Given instruction: Rename "ford logo sign" to "ford emblem sign" throughout the portion running from the start of the items through the line that contains "46 22 L 46 17", leaving every other character unchanged. Reproduce only that portion, and leave the pictures out of your answer.

***

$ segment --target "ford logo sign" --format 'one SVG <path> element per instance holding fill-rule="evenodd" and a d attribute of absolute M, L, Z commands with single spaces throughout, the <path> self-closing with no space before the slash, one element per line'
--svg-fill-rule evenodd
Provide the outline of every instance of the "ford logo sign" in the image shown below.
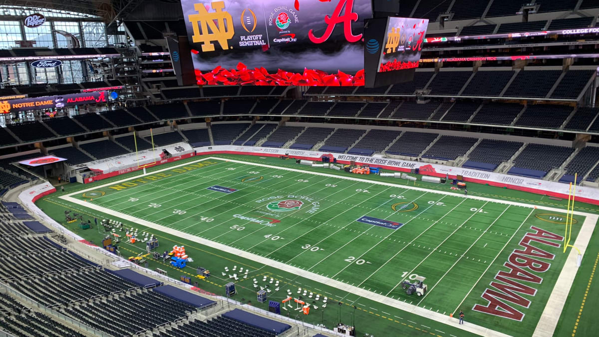
<path fill-rule="evenodd" d="M 38 60 L 31 62 L 34 68 L 55 68 L 62 64 L 62 61 L 59 60 Z"/>
<path fill-rule="evenodd" d="M 46 22 L 46 17 L 38 13 L 32 14 L 25 17 L 23 22 L 25 27 L 29 28 L 39 27 L 43 25 L 44 22 Z"/>

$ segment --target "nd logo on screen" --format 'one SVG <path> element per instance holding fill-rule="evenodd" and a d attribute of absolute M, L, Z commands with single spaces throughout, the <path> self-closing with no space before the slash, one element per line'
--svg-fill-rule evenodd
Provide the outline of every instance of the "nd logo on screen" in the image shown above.
<path fill-rule="evenodd" d="M 202 52 L 214 50 L 213 41 L 218 42 L 223 50 L 228 49 L 229 40 L 235 34 L 233 18 L 228 12 L 223 11 L 225 8 L 224 1 L 214 1 L 210 5 L 215 11 L 208 13 L 208 9 L 203 4 L 193 4 L 193 9 L 198 14 L 187 16 L 193 28 L 192 40 L 194 43 L 204 43 L 202 44 Z"/>

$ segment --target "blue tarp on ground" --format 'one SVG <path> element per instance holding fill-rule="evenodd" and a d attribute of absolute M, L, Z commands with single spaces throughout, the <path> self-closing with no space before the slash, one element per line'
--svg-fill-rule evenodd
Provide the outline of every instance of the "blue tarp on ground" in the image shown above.
<path fill-rule="evenodd" d="M 290 149 L 297 149 L 298 150 L 309 150 L 314 146 L 314 144 L 298 144 L 295 143 L 289 146 Z"/>
<path fill-rule="evenodd" d="M 347 154 L 350 155 L 361 155 L 364 156 L 371 156 L 374 151 L 373 150 L 367 150 L 366 149 L 358 149 L 356 148 L 352 148 L 349 151 Z"/>
<path fill-rule="evenodd" d="M 178 301 L 186 303 L 189 305 L 193 305 L 198 308 L 205 308 L 216 304 L 216 301 L 210 299 L 194 295 L 189 291 L 186 291 L 183 289 L 179 289 L 172 285 L 163 285 L 155 288 L 154 291 L 160 293 L 165 296 L 168 296 L 171 299 Z"/>
<path fill-rule="evenodd" d="M 38 221 L 23 221 L 23 224 L 35 233 L 49 233 L 52 231 L 52 230 Z"/>
<path fill-rule="evenodd" d="M 473 161 L 471 160 L 467 160 L 466 163 L 464 163 L 464 165 L 462 166 L 462 167 L 476 168 L 476 170 L 482 170 L 483 171 L 494 171 L 497 168 L 497 166 L 495 164 Z"/>
<path fill-rule="evenodd" d="M 516 176 L 524 176 L 525 177 L 531 177 L 533 178 L 541 179 L 545 176 L 547 172 L 539 171 L 539 170 L 531 170 L 530 168 L 522 168 L 522 167 L 512 167 L 507 171 L 509 174 L 515 174 Z"/>
<path fill-rule="evenodd" d="M 124 278 L 127 281 L 132 282 L 135 284 L 139 284 L 142 287 L 149 284 L 156 286 L 162 284 L 162 282 L 158 280 L 154 279 L 151 277 L 148 277 L 139 273 L 136 273 L 131 269 L 121 269 L 120 270 L 107 270 L 107 271 L 113 273 L 120 278 Z"/>
<path fill-rule="evenodd" d="M 330 146 L 325 145 L 320 149 L 319 151 L 321 152 L 337 152 L 338 154 L 343 154 L 347 150 L 347 148 L 343 148 L 341 146 Z"/>
<path fill-rule="evenodd" d="M 235 309 L 223 314 L 223 316 L 277 334 L 282 333 L 291 327 L 291 326 L 288 324 L 254 315 L 241 309 Z"/>

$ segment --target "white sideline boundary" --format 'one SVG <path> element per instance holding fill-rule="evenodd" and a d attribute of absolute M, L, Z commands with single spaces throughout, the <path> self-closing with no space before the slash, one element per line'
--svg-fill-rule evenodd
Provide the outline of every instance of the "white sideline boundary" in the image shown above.
<path fill-rule="evenodd" d="M 376 185 L 380 185 L 383 186 L 388 186 L 391 187 L 397 187 L 403 189 L 413 189 L 416 191 L 420 191 L 422 192 L 428 192 L 429 193 L 436 193 L 438 194 L 444 194 L 447 195 L 451 195 L 457 197 L 462 198 L 468 198 L 471 199 L 476 199 L 479 200 L 484 200 L 487 201 L 491 201 L 497 203 L 502 203 L 504 204 L 510 204 L 513 206 L 518 206 L 521 207 L 536 207 L 538 209 L 543 209 L 545 210 L 549 210 L 552 212 L 556 212 L 562 213 L 564 210 L 560 209 L 556 209 L 550 207 L 546 207 L 542 206 L 535 206 L 529 204 L 525 204 L 522 203 L 517 203 L 515 201 L 510 201 L 507 200 L 501 200 L 492 199 L 490 198 L 486 198 L 484 197 L 477 197 L 474 195 L 461 195 L 459 194 L 456 194 L 455 193 L 452 193 L 450 192 L 446 192 L 443 191 L 431 191 L 425 188 L 422 188 L 416 186 L 411 186 L 409 185 L 398 185 L 391 183 L 387 183 L 383 182 L 371 180 L 368 179 L 363 179 L 360 178 L 356 178 L 353 177 L 346 177 L 343 176 L 339 176 L 337 174 L 332 174 L 329 173 L 324 173 L 322 172 L 314 172 L 310 171 L 304 171 L 302 170 L 298 170 L 296 168 L 291 168 L 288 167 L 280 167 L 271 165 L 267 165 L 264 164 L 254 163 L 248 163 L 246 161 L 231 160 L 228 158 L 223 158 L 217 157 L 209 157 L 207 158 L 204 158 L 200 160 L 193 161 L 191 162 L 186 163 L 184 164 L 181 164 L 175 166 L 171 166 L 167 168 L 163 168 L 162 170 L 158 170 L 156 171 L 153 171 L 149 174 L 151 175 L 153 174 L 156 174 L 160 172 L 163 172 L 165 171 L 168 171 L 173 170 L 173 168 L 176 168 L 177 167 L 180 167 L 182 166 L 186 166 L 191 164 L 194 164 L 196 163 L 199 163 L 201 161 L 204 161 L 210 160 L 221 160 L 227 162 L 237 163 L 239 164 L 244 164 L 247 165 L 251 165 L 253 166 L 258 166 L 262 167 L 269 167 L 272 168 L 278 168 L 286 171 L 294 171 L 294 172 L 301 172 L 304 173 L 307 173 L 310 174 L 314 174 L 322 176 L 326 176 L 333 177 L 335 179 L 343 179 L 346 180 L 362 182 L 366 183 L 373 183 Z M 146 174 L 148 175 L 148 174 Z M 150 221 L 143 220 L 120 213 L 119 212 L 116 212 L 115 210 L 109 209 L 98 205 L 95 205 L 90 203 L 86 202 L 84 201 L 79 200 L 75 199 L 72 197 L 72 195 L 75 194 L 79 194 L 80 193 L 83 193 L 88 191 L 92 191 L 93 189 L 102 188 L 108 186 L 117 185 L 121 182 L 134 180 L 135 179 L 140 179 L 143 177 L 144 174 L 140 174 L 134 177 L 130 177 L 127 179 L 123 179 L 120 180 L 108 183 L 105 183 L 100 186 L 95 186 L 86 189 L 81 189 L 77 191 L 76 192 L 73 192 L 66 194 L 66 195 L 59 196 L 59 198 L 65 201 L 78 204 L 79 206 L 94 209 L 98 212 L 101 212 L 103 213 L 110 213 L 111 215 L 119 216 L 123 219 L 129 220 L 132 222 L 136 222 L 146 227 L 152 228 L 155 230 L 163 231 L 164 233 L 168 233 L 172 235 L 179 236 L 190 241 L 197 242 L 201 245 L 204 245 L 206 246 L 209 246 L 217 249 L 229 252 L 234 255 L 247 258 L 249 260 L 252 260 L 262 263 L 263 264 L 270 265 L 277 269 L 279 269 L 289 273 L 295 273 L 296 275 L 301 276 L 302 277 L 313 279 L 316 282 L 320 283 L 328 284 L 332 287 L 335 287 L 340 290 L 347 291 L 349 293 L 352 293 L 356 295 L 368 298 L 376 302 L 379 302 L 380 303 L 389 305 L 394 308 L 399 309 L 400 310 L 403 310 L 404 311 L 407 311 L 409 312 L 412 312 L 419 316 L 421 316 L 425 318 L 427 318 L 431 320 L 433 320 L 437 322 L 449 324 L 452 326 L 455 326 L 458 329 L 471 332 L 473 333 L 476 333 L 477 335 L 482 336 L 488 336 L 491 337 L 507 337 L 509 335 L 505 333 L 495 331 L 490 329 L 468 323 L 466 324 L 456 324 L 458 320 L 455 318 L 449 318 L 449 316 L 435 312 L 419 306 L 416 306 L 413 305 L 408 304 L 406 302 L 400 301 L 398 300 L 393 299 L 389 297 L 387 297 L 380 294 L 377 294 L 376 293 L 369 291 L 357 287 L 353 285 L 350 285 L 349 284 L 343 283 L 342 282 L 328 278 L 318 274 L 308 272 L 304 269 L 297 267 L 293 267 L 288 264 L 285 264 L 282 262 L 279 262 L 274 260 L 271 260 L 266 257 L 256 255 L 255 254 L 250 253 L 241 249 L 234 248 L 230 247 L 222 243 L 219 243 L 217 242 L 214 242 L 208 239 L 202 239 L 201 237 L 198 237 L 190 234 L 187 234 L 183 233 L 173 228 L 170 228 L 158 224 L 155 224 Z M 592 234 L 593 231 L 595 228 L 595 224 L 597 223 L 597 219 L 599 219 L 599 215 L 591 214 L 588 213 L 585 213 L 579 211 L 574 212 L 574 213 L 577 215 L 582 215 L 586 216 L 586 219 L 582 224 L 582 227 L 577 236 L 576 240 L 574 242 L 574 245 L 580 250 L 582 252 L 583 255 L 586 251 L 586 248 L 588 246 L 589 242 L 591 239 L 591 236 Z M 533 333 L 533 337 L 545 337 L 552 336 L 553 331 L 555 330 L 555 326 L 557 324 L 557 320 L 556 317 L 559 317 L 561 314 L 562 309 L 565 303 L 565 300 L 567 299 L 568 294 L 570 292 L 570 290 L 573 283 L 574 277 L 576 276 L 576 272 L 577 271 L 577 268 L 576 267 L 576 252 L 573 249 L 570 249 L 570 254 L 566 260 L 564 267 L 562 269 L 561 272 L 559 273 L 559 276 L 555 282 L 555 285 L 552 291 L 551 294 L 549 297 L 547 303 L 545 305 L 544 310 L 541 315 L 540 318 L 537 323 L 537 327 L 534 330 Z"/>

***

Final result:
$ segment --target "ford emblem sign" --format 'one SVG <path> element per instance holding fill-rule="evenodd" and a d attribute of absolute M, L, Z commands with single spaces throughout, the <path> self-closing with no space before the slash, one element per line'
--svg-fill-rule evenodd
Provide the outline of every instance of the "ford emblem sign" in the image shown below.
<path fill-rule="evenodd" d="M 38 60 L 31 62 L 34 68 L 55 68 L 62 64 L 62 61 L 59 60 Z"/>
<path fill-rule="evenodd" d="M 46 22 L 46 17 L 38 13 L 32 14 L 25 17 L 23 22 L 25 27 L 29 28 L 39 27 L 43 25 L 44 22 Z"/>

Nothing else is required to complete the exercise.